WHAT IS EXPECTED: Rename "cherry blossom tree" to "flowering tree" in the lines from the one with "Robotics grasp planner here. Where is the cherry" up to and including the one with "top-left (0, 45), bottom-right (132, 200)", and give back only those lines with everything else unchanged.
# Start of STORED DATA
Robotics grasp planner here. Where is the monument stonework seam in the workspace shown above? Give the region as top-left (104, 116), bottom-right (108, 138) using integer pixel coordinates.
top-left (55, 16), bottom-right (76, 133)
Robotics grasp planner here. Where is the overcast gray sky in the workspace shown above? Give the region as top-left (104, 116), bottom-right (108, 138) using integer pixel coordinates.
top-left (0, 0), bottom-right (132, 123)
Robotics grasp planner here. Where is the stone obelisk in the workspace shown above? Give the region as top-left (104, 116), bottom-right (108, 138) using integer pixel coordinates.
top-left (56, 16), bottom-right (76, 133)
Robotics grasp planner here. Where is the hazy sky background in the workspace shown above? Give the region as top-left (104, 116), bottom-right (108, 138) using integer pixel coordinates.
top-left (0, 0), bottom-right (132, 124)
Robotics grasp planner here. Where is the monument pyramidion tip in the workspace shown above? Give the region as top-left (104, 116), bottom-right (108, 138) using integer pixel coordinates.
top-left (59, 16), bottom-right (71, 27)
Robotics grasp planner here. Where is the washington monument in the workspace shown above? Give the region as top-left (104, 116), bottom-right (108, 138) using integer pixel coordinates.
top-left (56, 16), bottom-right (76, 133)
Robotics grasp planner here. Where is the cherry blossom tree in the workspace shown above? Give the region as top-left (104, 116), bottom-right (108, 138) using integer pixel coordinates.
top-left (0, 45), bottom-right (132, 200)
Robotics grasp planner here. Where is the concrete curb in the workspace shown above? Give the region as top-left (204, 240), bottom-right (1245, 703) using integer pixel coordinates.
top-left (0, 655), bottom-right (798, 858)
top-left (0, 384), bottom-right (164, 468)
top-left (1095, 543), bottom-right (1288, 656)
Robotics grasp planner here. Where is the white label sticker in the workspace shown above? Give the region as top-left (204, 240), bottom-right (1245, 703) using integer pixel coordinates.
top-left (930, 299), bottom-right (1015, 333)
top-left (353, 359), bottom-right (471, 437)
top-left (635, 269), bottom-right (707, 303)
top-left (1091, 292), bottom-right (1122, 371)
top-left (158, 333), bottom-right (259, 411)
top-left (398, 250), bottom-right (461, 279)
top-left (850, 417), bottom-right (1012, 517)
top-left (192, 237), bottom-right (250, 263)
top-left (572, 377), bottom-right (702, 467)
# End of STORED DATA
SOLUTION FOR THIS EXERCISE:
Robotics grasp planner here. Where is the flowering tree in the workspace shown above? Give the region as top-left (104, 116), bottom-right (108, 138) using integer pixel coordinates.
top-left (0, 45), bottom-right (132, 200)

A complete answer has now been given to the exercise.